* Record list *

>> BEGIN

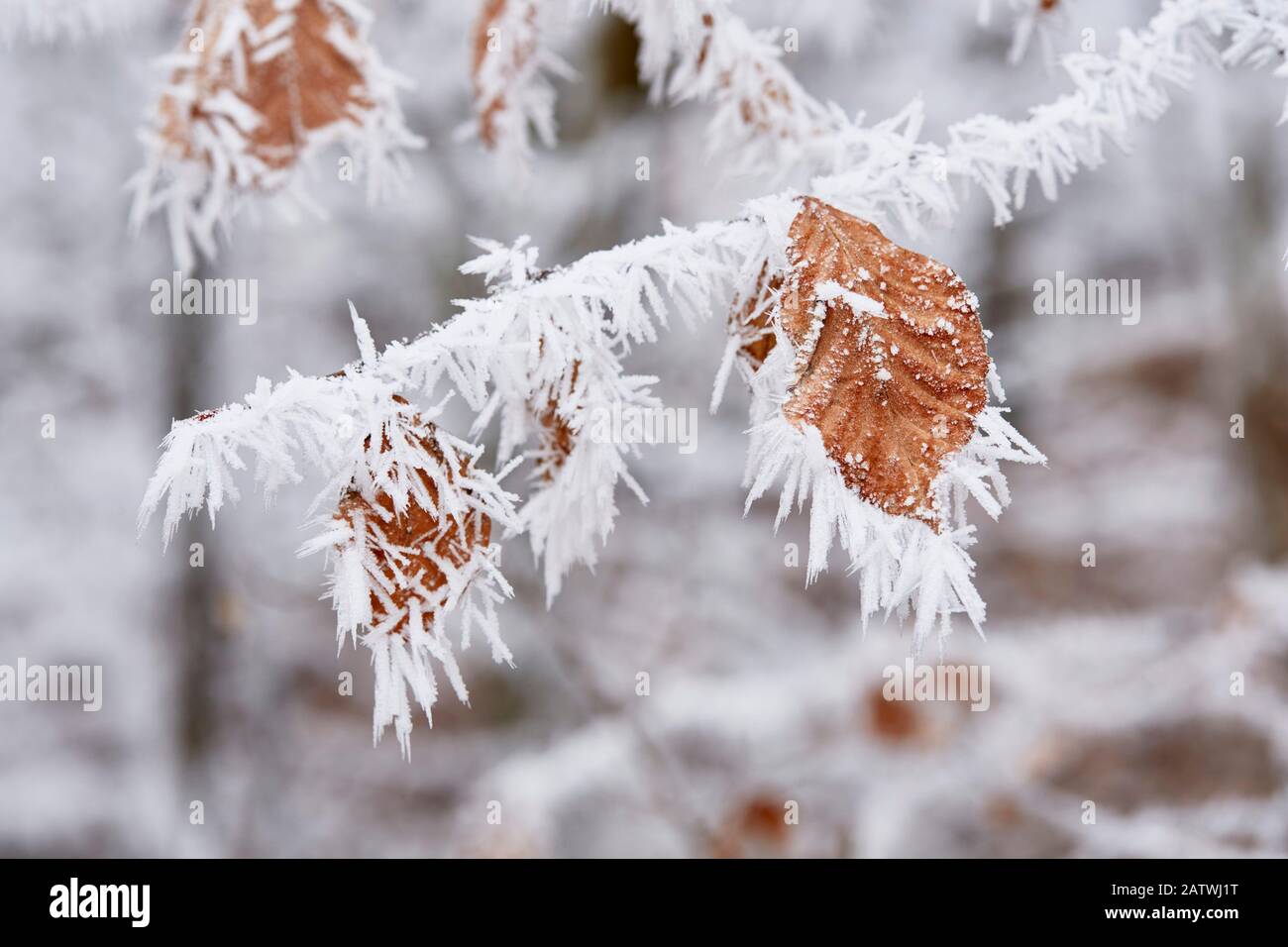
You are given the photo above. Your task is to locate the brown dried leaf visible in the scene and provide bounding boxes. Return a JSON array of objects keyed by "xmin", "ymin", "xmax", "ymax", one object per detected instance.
[
  {"xmin": 336, "ymin": 414, "xmax": 492, "ymax": 638},
  {"xmin": 160, "ymin": 0, "xmax": 373, "ymax": 170},
  {"xmin": 781, "ymin": 197, "xmax": 989, "ymax": 530},
  {"xmin": 471, "ymin": 0, "xmax": 537, "ymax": 149}
]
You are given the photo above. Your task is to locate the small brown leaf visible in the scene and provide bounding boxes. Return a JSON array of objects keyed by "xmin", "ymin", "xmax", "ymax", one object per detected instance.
[
  {"xmin": 160, "ymin": 0, "xmax": 373, "ymax": 176},
  {"xmin": 781, "ymin": 197, "xmax": 989, "ymax": 531},
  {"xmin": 471, "ymin": 0, "xmax": 537, "ymax": 149},
  {"xmin": 336, "ymin": 414, "xmax": 492, "ymax": 637}
]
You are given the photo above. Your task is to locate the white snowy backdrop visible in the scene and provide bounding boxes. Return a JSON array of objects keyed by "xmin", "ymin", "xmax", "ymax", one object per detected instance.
[{"xmin": 0, "ymin": 0, "xmax": 1288, "ymax": 856}]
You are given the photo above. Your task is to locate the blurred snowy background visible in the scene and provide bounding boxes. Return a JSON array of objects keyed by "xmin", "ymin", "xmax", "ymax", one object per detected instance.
[{"xmin": 0, "ymin": 0, "xmax": 1288, "ymax": 857}]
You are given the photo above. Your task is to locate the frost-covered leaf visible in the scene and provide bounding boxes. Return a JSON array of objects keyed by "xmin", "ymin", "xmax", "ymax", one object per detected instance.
[
  {"xmin": 132, "ymin": 0, "xmax": 422, "ymax": 269},
  {"xmin": 781, "ymin": 197, "xmax": 989, "ymax": 530}
]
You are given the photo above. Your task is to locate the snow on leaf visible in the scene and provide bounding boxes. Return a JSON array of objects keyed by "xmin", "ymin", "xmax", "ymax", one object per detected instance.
[{"xmin": 781, "ymin": 197, "xmax": 989, "ymax": 531}]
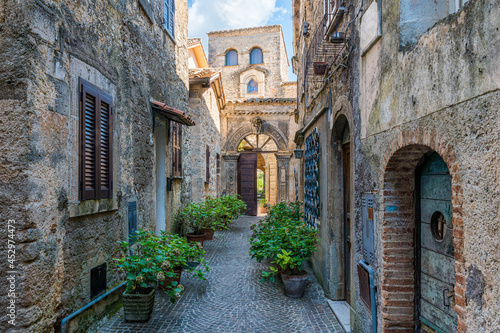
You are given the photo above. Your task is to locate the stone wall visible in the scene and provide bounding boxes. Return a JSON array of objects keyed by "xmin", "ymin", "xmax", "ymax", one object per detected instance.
[
  {"xmin": 0, "ymin": 0, "xmax": 188, "ymax": 332},
  {"xmin": 208, "ymin": 25, "xmax": 288, "ymax": 100},
  {"xmin": 184, "ymin": 84, "xmax": 222, "ymax": 202}
]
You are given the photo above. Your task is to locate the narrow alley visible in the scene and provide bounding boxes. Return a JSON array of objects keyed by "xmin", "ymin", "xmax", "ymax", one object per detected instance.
[{"xmin": 98, "ymin": 216, "xmax": 343, "ymax": 333}]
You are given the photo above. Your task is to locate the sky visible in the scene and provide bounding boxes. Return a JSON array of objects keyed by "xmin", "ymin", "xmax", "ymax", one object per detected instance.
[{"xmin": 189, "ymin": 0, "xmax": 297, "ymax": 81}]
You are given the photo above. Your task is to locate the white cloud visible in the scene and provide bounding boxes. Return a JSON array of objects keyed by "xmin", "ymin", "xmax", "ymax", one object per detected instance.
[{"xmin": 189, "ymin": 0, "xmax": 286, "ymax": 41}]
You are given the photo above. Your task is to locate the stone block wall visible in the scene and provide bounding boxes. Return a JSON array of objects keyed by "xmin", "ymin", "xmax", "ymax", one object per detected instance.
[{"xmin": 0, "ymin": 0, "xmax": 188, "ymax": 332}]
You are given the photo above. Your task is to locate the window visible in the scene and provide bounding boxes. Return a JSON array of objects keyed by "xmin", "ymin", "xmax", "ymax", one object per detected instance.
[
  {"xmin": 79, "ymin": 79, "xmax": 113, "ymax": 200},
  {"xmin": 250, "ymin": 47, "xmax": 263, "ymax": 64},
  {"xmin": 205, "ymin": 145, "xmax": 210, "ymax": 183},
  {"xmin": 172, "ymin": 121, "xmax": 182, "ymax": 177},
  {"xmin": 247, "ymin": 79, "xmax": 259, "ymax": 94},
  {"xmin": 226, "ymin": 50, "xmax": 238, "ymax": 66},
  {"xmin": 163, "ymin": 0, "xmax": 175, "ymax": 38}
]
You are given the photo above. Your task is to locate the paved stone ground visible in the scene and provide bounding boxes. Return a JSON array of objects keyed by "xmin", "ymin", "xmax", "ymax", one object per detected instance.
[{"xmin": 98, "ymin": 216, "xmax": 343, "ymax": 333}]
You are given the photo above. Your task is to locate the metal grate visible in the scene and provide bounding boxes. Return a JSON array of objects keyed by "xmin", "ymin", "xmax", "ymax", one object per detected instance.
[
  {"xmin": 358, "ymin": 264, "xmax": 372, "ymax": 311},
  {"xmin": 90, "ymin": 263, "xmax": 107, "ymax": 299}
]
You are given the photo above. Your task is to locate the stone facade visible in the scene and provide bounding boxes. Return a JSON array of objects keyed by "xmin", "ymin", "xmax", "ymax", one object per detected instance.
[
  {"xmin": 208, "ymin": 26, "xmax": 298, "ymax": 208},
  {"xmin": 294, "ymin": 0, "xmax": 500, "ymax": 332},
  {"xmin": 0, "ymin": 0, "xmax": 188, "ymax": 332}
]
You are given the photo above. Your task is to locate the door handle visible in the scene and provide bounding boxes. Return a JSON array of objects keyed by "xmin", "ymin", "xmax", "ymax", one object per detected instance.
[{"xmin": 443, "ymin": 288, "xmax": 455, "ymax": 308}]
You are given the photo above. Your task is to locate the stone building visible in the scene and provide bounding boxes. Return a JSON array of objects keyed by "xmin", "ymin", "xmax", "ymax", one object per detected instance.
[
  {"xmin": 294, "ymin": 0, "xmax": 500, "ymax": 332},
  {"xmin": 208, "ymin": 25, "xmax": 298, "ymax": 215},
  {"xmin": 184, "ymin": 38, "xmax": 226, "ymax": 202},
  {"xmin": 0, "ymin": 0, "xmax": 193, "ymax": 332}
]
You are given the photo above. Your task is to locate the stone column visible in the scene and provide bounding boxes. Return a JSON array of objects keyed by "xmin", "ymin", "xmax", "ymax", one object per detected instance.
[
  {"xmin": 224, "ymin": 154, "xmax": 240, "ymax": 195},
  {"xmin": 275, "ymin": 153, "xmax": 292, "ymax": 202}
]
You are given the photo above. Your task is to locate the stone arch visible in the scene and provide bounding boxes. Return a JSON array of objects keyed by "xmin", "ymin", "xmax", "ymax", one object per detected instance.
[
  {"xmin": 226, "ymin": 122, "xmax": 288, "ymax": 152},
  {"xmin": 378, "ymin": 128, "xmax": 466, "ymax": 332}
]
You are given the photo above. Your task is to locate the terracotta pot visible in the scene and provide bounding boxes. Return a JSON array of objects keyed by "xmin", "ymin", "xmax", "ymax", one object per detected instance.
[
  {"xmin": 204, "ymin": 228, "xmax": 215, "ymax": 240},
  {"xmin": 122, "ymin": 289, "xmax": 155, "ymax": 321},
  {"xmin": 281, "ymin": 272, "xmax": 307, "ymax": 298},
  {"xmin": 313, "ymin": 62, "xmax": 328, "ymax": 75},
  {"xmin": 186, "ymin": 234, "xmax": 206, "ymax": 246}
]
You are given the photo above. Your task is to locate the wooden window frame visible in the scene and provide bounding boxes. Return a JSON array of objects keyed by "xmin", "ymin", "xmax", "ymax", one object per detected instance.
[
  {"xmin": 78, "ymin": 78, "xmax": 113, "ymax": 201},
  {"xmin": 163, "ymin": 0, "xmax": 175, "ymax": 40},
  {"xmin": 171, "ymin": 121, "xmax": 182, "ymax": 178}
]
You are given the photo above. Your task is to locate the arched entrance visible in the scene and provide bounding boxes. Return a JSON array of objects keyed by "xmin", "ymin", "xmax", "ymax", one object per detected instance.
[
  {"xmin": 380, "ymin": 137, "xmax": 464, "ymax": 332},
  {"xmin": 224, "ymin": 117, "xmax": 292, "ymax": 215}
]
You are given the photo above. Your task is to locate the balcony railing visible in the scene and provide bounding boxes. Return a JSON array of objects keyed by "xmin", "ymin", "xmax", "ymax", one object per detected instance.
[{"xmin": 305, "ymin": 7, "xmax": 347, "ymax": 82}]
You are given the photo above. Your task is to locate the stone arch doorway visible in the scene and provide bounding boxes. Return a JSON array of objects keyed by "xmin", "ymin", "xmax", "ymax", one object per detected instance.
[
  {"xmin": 224, "ymin": 117, "xmax": 292, "ymax": 215},
  {"xmin": 379, "ymin": 137, "xmax": 464, "ymax": 332},
  {"xmin": 237, "ymin": 133, "xmax": 278, "ymax": 215},
  {"xmin": 329, "ymin": 114, "xmax": 354, "ymax": 304}
]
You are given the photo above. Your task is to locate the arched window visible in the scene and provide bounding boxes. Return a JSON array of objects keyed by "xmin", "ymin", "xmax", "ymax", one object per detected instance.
[
  {"xmin": 226, "ymin": 50, "xmax": 238, "ymax": 66},
  {"xmin": 250, "ymin": 47, "xmax": 263, "ymax": 64},
  {"xmin": 247, "ymin": 79, "xmax": 259, "ymax": 94}
]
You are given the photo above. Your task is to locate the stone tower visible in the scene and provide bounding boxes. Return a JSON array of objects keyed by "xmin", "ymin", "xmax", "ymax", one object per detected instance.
[{"xmin": 208, "ymin": 25, "xmax": 296, "ymax": 100}]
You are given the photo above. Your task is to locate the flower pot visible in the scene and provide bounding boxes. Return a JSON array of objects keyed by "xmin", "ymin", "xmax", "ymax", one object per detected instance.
[
  {"xmin": 122, "ymin": 289, "xmax": 155, "ymax": 321},
  {"xmin": 313, "ymin": 62, "xmax": 328, "ymax": 75},
  {"xmin": 281, "ymin": 272, "xmax": 307, "ymax": 298},
  {"xmin": 158, "ymin": 267, "xmax": 184, "ymax": 290},
  {"xmin": 186, "ymin": 234, "xmax": 206, "ymax": 246},
  {"xmin": 204, "ymin": 228, "xmax": 215, "ymax": 240}
]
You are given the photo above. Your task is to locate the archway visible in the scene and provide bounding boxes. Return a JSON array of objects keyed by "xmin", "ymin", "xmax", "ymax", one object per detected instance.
[{"xmin": 379, "ymin": 136, "xmax": 464, "ymax": 332}]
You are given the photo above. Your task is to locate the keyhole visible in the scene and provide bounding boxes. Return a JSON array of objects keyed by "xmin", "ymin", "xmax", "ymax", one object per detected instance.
[{"xmin": 431, "ymin": 212, "xmax": 446, "ymax": 242}]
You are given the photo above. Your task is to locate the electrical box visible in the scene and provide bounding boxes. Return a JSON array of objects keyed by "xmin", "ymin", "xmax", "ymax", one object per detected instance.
[{"xmin": 361, "ymin": 193, "xmax": 375, "ymax": 265}]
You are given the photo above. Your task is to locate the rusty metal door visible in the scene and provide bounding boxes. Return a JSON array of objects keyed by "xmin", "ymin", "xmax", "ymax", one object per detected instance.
[
  {"xmin": 238, "ymin": 154, "xmax": 257, "ymax": 216},
  {"xmin": 417, "ymin": 153, "xmax": 457, "ymax": 333},
  {"xmin": 342, "ymin": 143, "xmax": 352, "ymax": 303}
]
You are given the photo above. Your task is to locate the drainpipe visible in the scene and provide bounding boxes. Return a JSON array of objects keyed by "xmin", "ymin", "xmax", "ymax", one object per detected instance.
[
  {"xmin": 359, "ymin": 260, "xmax": 377, "ymax": 333},
  {"xmin": 61, "ymin": 281, "xmax": 127, "ymax": 333}
]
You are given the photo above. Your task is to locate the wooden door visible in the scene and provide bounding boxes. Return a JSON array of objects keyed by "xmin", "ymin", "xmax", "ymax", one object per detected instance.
[
  {"xmin": 417, "ymin": 153, "xmax": 457, "ymax": 332},
  {"xmin": 238, "ymin": 154, "xmax": 257, "ymax": 216},
  {"xmin": 342, "ymin": 143, "xmax": 352, "ymax": 302}
]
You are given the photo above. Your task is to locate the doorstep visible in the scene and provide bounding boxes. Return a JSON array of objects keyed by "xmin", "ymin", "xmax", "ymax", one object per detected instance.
[{"xmin": 327, "ymin": 300, "xmax": 351, "ymax": 333}]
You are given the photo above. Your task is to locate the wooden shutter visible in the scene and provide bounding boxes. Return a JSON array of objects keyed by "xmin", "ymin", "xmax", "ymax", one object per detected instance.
[
  {"xmin": 205, "ymin": 145, "xmax": 210, "ymax": 183},
  {"xmin": 163, "ymin": 0, "xmax": 175, "ymax": 37},
  {"xmin": 172, "ymin": 121, "xmax": 182, "ymax": 177},
  {"xmin": 80, "ymin": 79, "xmax": 113, "ymax": 200}
]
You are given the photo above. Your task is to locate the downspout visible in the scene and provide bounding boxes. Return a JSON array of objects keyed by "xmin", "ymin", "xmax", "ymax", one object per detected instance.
[
  {"xmin": 61, "ymin": 281, "xmax": 127, "ymax": 333},
  {"xmin": 359, "ymin": 260, "xmax": 377, "ymax": 333}
]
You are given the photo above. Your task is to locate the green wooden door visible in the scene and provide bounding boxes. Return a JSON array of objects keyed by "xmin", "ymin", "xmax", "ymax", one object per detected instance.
[{"xmin": 417, "ymin": 153, "xmax": 457, "ymax": 333}]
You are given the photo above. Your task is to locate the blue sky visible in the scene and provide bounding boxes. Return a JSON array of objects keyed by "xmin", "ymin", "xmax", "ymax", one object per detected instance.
[{"xmin": 188, "ymin": 0, "xmax": 296, "ymax": 80}]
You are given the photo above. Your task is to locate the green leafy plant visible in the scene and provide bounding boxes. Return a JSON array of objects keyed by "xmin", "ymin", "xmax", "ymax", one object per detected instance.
[{"xmin": 249, "ymin": 202, "xmax": 317, "ymax": 281}]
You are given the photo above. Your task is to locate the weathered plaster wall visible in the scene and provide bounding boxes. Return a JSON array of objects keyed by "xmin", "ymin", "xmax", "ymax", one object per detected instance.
[
  {"xmin": 356, "ymin": 0, "xmax": 500, "ymax": 332},
  {"xmin": 0, "ymin": 0, "xmax": 187, "ymax": 332},
  {"xmin": 184, "ymin": 85, "xmax": 221, "ymax": 202}
]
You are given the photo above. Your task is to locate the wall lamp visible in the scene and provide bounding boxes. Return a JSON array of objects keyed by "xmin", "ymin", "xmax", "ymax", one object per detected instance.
[{"xmin": 293, "ymin": 149, "xmax": 304, "ymax": 160}]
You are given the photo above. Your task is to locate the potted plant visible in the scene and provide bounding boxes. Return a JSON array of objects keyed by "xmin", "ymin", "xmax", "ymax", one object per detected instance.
[
  {"xmin": 250, "ymin": 203, "xmax": 317, "ymax": 298},
  {"xmin": 156, "ymin": 231, "xmax": 209, "ymax": 292},
  {"xmin": 178, "ymin": 202, "xmax": 211, "ymax": 246},
  {"xmin": 260, "ymin": 198, "xmax": 267, "ymax": 214},
  {"xmin": 115, "ymin": 231, "xmax": 160, "ymax": 321},
  {"xmin": 313, "ymin": 61, "xmax": 328, "ymax": 75}
]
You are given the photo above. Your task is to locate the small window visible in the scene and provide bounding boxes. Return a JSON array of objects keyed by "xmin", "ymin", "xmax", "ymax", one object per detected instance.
[
  {"xmin": 163, "ymin": 0, "xmax": 175, "ymax": 38},
  {"xmin": 172, "ymin": 121, "xmax": 182, "ymax": 178},
  {"xmin": 79, "ymin": 79, "xmax": 113, "ymax": 201},
  {"xmin": 90, "ymin": 263, "xmax": 107, "ymax": 299},
  {"xmin": 250, "ymin": 47, "xmax": 263, "ymax": 64},
  {"xmin": 226, "ymin": 50, "xmax": 238, "ymax": 66},
  {"xmin": 247, "ymin": 79, "xmax": 259, "ymax": 94}
]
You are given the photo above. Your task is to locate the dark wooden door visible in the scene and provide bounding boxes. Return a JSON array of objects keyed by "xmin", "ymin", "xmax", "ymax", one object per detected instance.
[
  {"xmin": 342, "ymin": 143, "xmax": 352, "ymax": 302},
  {"xmin": 417, "ymin": 153, "xmax": 457, "ymax": 333},
  {"xmin": 238, "ymin": 154, "xmax": 257, "ymax": 216}
]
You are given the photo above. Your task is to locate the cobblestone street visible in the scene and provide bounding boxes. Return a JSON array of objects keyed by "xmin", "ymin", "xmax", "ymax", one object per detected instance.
[{"xmin": 98, "ymin": 216, "xmax": 342, "ymax": 333}]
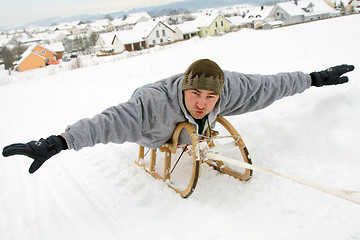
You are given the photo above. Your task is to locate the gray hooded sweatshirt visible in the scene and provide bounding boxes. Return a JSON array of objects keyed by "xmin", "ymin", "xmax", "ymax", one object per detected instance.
[{"xmin": 62, "ymin": 71, "xmax": 311, "ymax": 150}]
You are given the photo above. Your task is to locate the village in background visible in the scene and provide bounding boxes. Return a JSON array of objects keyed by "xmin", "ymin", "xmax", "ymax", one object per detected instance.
[{"xmin": 0, "ymin": 0, "xmax": 360, "ymax": 74}]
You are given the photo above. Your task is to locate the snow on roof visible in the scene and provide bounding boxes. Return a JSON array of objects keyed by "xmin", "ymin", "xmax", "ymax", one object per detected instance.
[
  {"xmin": 99, "ymin": 32, "xmax": 115, "ymax": 45},
  {"xmin": 246, "ymin": 6, "xmax": 274, "ymax": 18},
  {"xmin": 173, "ymin": 21, "xmax": 200, "ymax": 34},
  {"xmin": 194, "ymin": 14, "xmax": 230, "ymax": 27},
  {"xmin": 277, "ymin": 0, "xmax": 336, "ymax": 16},
  {"xmin": 116, "ymin": 30, "xmax": 144, "ymax": 44},
  {"xmin": 125, "ymin": 12, "xmax": 151, "ymax": 24},
  {"xmin": 132, "ymin": 20, "xmax": 174, "ymax": 37},
  {"xmin": 111, "ymin": 18, "xmax": 128, "ymax": 26},
  {"xmin": 44, "ymin": 42, "xmax": 65, "ymax": 52},
  {"xmin": 227, "ymin": 16, "xmax": 254, "ymax": 26}
]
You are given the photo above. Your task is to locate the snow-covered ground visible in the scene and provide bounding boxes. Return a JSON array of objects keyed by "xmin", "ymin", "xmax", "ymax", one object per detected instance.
[{"xmin": 0, "ymin": 15, "xmax": 360, "ymax": 240}]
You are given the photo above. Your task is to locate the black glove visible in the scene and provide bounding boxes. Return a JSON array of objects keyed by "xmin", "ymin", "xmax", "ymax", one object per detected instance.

>> END

* Job *
Pull out each line of the entries above that contains the word "brown", and list those lines in their original order.

* Response to this task *
You are given the photo above. Your task is to locate the brown dried leaf visible in the scene and provide bounding boxes. Return a JSON array of objects keyed by "xmin", "ymin", "xmax", "ymax", one object per detected instance.
You are given the photo above. Your task is to locate the small brown leaf visible in the scene and provide bounding boxes. Return a JSON array of objects keyed by "xmin", "ymin", "xmax", "ymax", one object per detected instance.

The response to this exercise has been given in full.